Can you give back, word for word, everything in the items below from the line containing "Where can the stack" down to the line containing "(1001, 211)", with both of those lines included?

• [Information given]:
********************

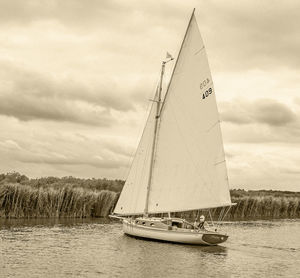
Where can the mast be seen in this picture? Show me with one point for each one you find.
(157, 115)
(159, 107)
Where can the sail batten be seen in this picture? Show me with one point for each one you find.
(190, 168)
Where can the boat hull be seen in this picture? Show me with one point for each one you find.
(195, 237)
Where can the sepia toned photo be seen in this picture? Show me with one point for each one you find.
(149, 138)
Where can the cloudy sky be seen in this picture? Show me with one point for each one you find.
(76, 76)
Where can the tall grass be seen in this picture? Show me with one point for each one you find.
(21, 197)
(23, 201)
(255, 207)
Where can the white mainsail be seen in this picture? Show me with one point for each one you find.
(189, 162)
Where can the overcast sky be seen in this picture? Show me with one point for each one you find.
(76, 76)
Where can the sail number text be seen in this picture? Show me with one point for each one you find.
(207, 93)
(204, 83)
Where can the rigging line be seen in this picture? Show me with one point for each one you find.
(181, 47)
(213, 125)
(185, 144)
(138, 141)
(199, 50)
(220, 162)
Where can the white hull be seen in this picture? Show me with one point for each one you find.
(186, 236)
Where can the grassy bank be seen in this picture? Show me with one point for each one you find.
(21, 197)
(23, 201)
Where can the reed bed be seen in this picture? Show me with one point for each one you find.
(23, 201)
(21, 197)
(254, 208)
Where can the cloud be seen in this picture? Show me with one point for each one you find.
(263, 111)
(259, 122)
(29, 95)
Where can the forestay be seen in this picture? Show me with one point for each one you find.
(133, 196)
(189, 167)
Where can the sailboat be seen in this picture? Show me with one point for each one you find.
(180, 163)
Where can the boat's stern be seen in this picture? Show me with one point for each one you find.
(214, 238)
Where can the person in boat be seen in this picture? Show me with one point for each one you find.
(200, 224)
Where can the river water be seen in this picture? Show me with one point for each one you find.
(98, 248)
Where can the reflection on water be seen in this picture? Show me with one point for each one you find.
(98, 248)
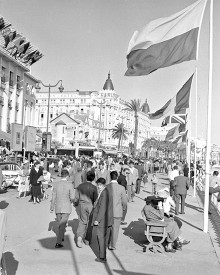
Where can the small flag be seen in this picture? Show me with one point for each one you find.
(175, 132)
(165, 41)
(177, 104)
(180, 118)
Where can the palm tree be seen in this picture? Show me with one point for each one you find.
(136, 107)
(119, 132)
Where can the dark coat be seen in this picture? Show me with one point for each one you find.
(34, 176)
(181, 185)
(122, 181)
(103, 210)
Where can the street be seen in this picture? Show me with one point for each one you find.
(31, 239)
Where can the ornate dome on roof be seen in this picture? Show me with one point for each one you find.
(145, 107)
(108, 84)
(60, 122)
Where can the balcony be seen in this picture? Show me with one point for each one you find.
(10, 104)
(1, 101)
(18, 89)
(17, 106)
(11, 85)
(3, 82)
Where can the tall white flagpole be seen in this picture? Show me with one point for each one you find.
(196, 104)
(209, 117)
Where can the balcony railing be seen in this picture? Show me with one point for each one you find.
(10, 104)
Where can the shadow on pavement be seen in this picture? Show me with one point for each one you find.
(135, 231)
(214, 218)
(3, 204)
(199, 209)
(124, 271)
(11, 263)
(49, 243)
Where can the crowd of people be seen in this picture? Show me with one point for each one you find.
(100, 190)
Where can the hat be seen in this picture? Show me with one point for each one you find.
(149, 199)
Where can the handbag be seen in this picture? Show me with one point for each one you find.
(218, 197)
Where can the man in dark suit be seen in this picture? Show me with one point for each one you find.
(119, 206)
(62, 198)
(103, 218)
(181, 185)
(141, 173)
(85, 197)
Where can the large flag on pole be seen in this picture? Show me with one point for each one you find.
(175, 132)
(177, 104)
(165, 41)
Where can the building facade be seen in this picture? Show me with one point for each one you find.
(102, 109)
(17, 85)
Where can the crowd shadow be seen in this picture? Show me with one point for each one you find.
(11, 263)
(135, 231)
(214, 219)
(123, 271)
(199, 209)
(196, 227)
(3, 204)
(49, 243)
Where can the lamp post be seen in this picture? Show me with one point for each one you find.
(61, 89)
(100, 120)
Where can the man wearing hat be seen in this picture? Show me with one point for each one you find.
(102, 173)
(181, 185)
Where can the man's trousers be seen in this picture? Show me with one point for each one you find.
(114, 232)
(84, 211)
(62, 219)
(177, 201)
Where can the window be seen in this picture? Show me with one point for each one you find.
(3, 79)
(18, 82)
(11, 78)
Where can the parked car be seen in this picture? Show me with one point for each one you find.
(11, 172)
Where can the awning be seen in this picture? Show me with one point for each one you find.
(6, 136)
(110, 152)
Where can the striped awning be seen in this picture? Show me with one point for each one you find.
(5, 136)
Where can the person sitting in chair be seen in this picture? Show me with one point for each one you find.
(153, 212)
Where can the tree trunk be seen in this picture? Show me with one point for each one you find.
(119, 142)
(135, 133)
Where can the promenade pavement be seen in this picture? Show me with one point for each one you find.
(31, 238)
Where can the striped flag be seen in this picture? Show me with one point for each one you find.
(177, 104)
(180, 118)
(175, 132)
(165, 41)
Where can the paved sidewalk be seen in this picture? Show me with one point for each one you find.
(31, 239)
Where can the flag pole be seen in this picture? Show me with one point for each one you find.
(196, 104)
(189, 134)
(209, 116)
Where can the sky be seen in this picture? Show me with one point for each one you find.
(82, 40)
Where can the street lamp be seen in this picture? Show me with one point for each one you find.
(100, 120)
(61, 89)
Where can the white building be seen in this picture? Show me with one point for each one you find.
(17, 90)
(104, 108)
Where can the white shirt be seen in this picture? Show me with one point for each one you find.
(167, 205)
(173, 174)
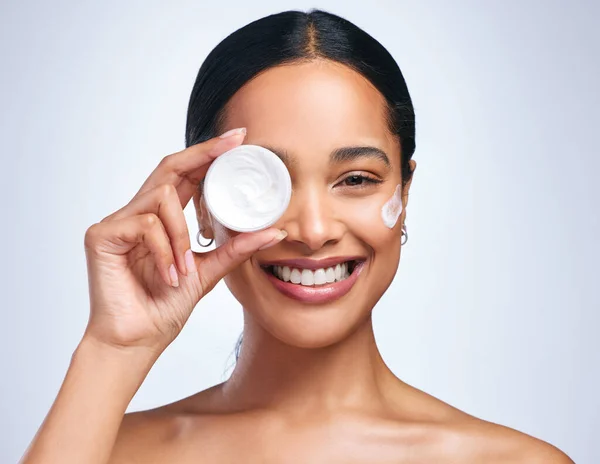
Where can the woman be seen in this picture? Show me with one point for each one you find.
(310, 385)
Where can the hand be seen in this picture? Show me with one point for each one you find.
(137, 298)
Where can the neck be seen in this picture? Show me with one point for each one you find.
(269, 374)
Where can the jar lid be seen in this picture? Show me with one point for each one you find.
(247, 188)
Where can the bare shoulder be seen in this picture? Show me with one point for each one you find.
(155, 435)
(494, 443)
(144, 436)
(456, 435)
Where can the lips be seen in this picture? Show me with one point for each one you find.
(318, 294)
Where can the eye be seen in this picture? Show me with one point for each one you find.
(359, 181)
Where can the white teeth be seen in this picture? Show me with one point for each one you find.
(319, 277)
(330, 275)
(295, 276)
(309, 278)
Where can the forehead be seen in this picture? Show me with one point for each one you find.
(314, 106)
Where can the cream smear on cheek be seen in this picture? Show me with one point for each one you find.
(392, 209)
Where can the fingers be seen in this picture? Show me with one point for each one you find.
(214, 265)
(185, 169)
(162, 201)
(120, 236)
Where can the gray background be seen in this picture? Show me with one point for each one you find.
(494, 308)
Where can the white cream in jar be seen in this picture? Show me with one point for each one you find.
(247, 188)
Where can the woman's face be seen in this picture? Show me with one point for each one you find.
(306, 112)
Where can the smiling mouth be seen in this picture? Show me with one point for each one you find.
(313, 277)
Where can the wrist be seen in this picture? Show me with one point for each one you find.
(135, 359)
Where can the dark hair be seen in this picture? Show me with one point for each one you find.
(285, 38)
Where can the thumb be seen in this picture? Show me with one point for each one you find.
(214, 265)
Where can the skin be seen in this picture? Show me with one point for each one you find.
(310, 384)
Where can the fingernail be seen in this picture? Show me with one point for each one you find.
(173, 275)
(190, 263)
(229, 133)
(278, 238)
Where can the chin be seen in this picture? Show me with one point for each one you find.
(307, 317)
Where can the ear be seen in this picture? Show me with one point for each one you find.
(203, 216)
(412, 166)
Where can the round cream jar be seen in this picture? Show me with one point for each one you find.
(247, 188)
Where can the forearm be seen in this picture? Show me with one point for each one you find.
(82, 424)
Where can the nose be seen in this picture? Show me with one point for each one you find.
(310, 220)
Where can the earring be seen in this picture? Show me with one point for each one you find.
(204, 245)
(404, 238)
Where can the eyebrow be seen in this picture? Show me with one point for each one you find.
(339, 155)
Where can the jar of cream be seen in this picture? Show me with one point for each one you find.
(247, 188)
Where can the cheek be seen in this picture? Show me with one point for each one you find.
(365, 218)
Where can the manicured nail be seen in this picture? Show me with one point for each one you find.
(190, 263)
(173, 275)
(278, 238)
(229, 133)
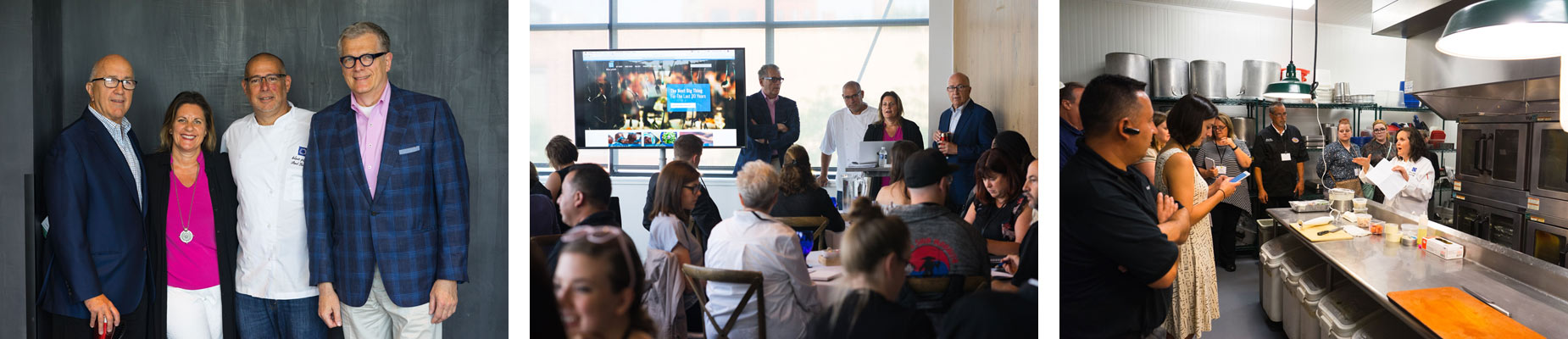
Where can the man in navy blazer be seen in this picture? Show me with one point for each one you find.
(772, 121)
(96, 278)
(386, 200)
(972, 131)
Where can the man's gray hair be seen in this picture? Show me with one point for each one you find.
(358, 29)
(758, 184)
(764, 69)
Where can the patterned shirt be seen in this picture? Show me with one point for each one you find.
(121, 136)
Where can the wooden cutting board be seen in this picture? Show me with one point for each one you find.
(1311, 233)
(1451, 313)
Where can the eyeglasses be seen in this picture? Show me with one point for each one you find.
(364, 60)
(110, 82)
(271, 79)
(599, 234)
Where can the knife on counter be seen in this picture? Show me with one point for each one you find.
(1487, 302)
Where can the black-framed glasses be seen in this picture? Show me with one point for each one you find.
(270, 79)
(110, 82)
(363, 60)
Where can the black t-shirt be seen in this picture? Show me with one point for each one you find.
(1112, 223)
(877, 318)
(1269, 149)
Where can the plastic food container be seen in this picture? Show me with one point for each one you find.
(1271, 256)
(1296, 267)
(1311, 289)
(1346, 311)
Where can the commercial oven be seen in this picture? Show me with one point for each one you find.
(1493, 154)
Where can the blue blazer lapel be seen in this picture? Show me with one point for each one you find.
(112, 149)
(397, 126)
(352, 138)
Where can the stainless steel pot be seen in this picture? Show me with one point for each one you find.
(1169, 79)
(1256, 74)
(1128, 64)
(1206, 79)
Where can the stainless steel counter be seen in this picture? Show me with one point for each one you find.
(1527, 287)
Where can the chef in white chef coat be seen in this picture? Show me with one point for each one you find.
(267, 151)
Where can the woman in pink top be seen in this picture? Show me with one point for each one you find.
(891, 126)
(192, 239)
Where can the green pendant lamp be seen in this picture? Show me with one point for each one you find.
(1510, 31)
(1293, 88)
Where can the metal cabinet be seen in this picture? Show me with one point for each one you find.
(1494, 154)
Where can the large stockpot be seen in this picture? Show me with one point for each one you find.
(1206, 77)
(1128, 64)
(1256, 74)
(1169, 79)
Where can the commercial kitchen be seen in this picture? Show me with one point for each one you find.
(1488, 256)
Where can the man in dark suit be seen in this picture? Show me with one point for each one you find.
(386, 200)
(97, 211)
(689, 148)
(772, 121)
(972, 127)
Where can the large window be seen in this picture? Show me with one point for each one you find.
(819, 46)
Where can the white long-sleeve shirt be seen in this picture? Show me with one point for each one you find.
(753, 241)
(269, 171)
(1418, 189)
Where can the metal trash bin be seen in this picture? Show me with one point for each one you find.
(1269, 259)
(1346, 311)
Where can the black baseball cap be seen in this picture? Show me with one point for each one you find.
(926, 169)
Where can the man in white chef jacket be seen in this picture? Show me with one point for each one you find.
(267, 149)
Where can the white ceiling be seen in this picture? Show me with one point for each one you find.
(1350, 13)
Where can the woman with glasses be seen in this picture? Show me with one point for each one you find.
(800, 195)
(1337, 167)
(1232, 158)
(671, 230)
(599, 285)
(1377, 149)
(193, 241)
(876, 254)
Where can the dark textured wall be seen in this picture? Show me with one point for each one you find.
(449, 49)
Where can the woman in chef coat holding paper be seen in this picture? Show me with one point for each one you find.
(1409, 165)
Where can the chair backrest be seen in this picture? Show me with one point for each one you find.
(753, 281)
(815, 225)
(544, 243)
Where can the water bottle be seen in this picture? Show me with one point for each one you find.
(881, 158)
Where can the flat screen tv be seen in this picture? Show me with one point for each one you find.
(647, 97)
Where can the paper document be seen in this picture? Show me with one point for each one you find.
(1387, 180)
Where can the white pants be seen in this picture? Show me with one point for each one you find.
(195, 313)
(380, 318)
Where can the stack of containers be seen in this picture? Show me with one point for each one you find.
(1308, 291)
(1297, 265)
(1269, 259)
(1385, 327)
(1346, 311)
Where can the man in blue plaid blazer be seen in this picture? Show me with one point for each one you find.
(386, 201)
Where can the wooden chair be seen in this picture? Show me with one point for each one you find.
(695, 274)
(815, 225)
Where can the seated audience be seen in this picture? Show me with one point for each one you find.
(800, 195)
(753, 241)
(874, 256)
(562, 154)
(896, 193)
(599, 285)
(1001, 211)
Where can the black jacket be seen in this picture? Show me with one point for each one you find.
(225, 203)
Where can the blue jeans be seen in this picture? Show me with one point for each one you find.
(262, 318)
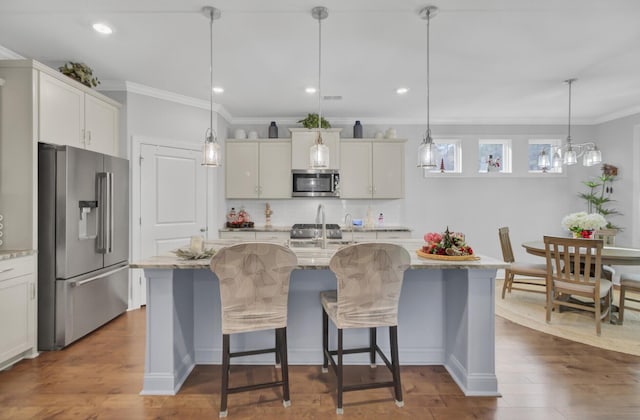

********************

• [Result below]:
Where can the stack of containers be seen in this picture? Show me with one point for each one you find.
(1308, 291)
(1297, 265)
(1269, 259)
(1385, 327)
(1346, 311)
Where can the man in blue plaid blazer be seen in this picture? Show me with one point for each one you find.
(386, 201)
Where can the wooden chair be seen in this picture? Show me with one point for each one you find.
(695, 274)
(815, 225)
Where can the seated audience be seen in this picture? Show me with one point for each one you find.
(800, 195)
(753, 241)
(874, 256)
(562, 154)
(896, 193)
(599, 285)
(1001, 211)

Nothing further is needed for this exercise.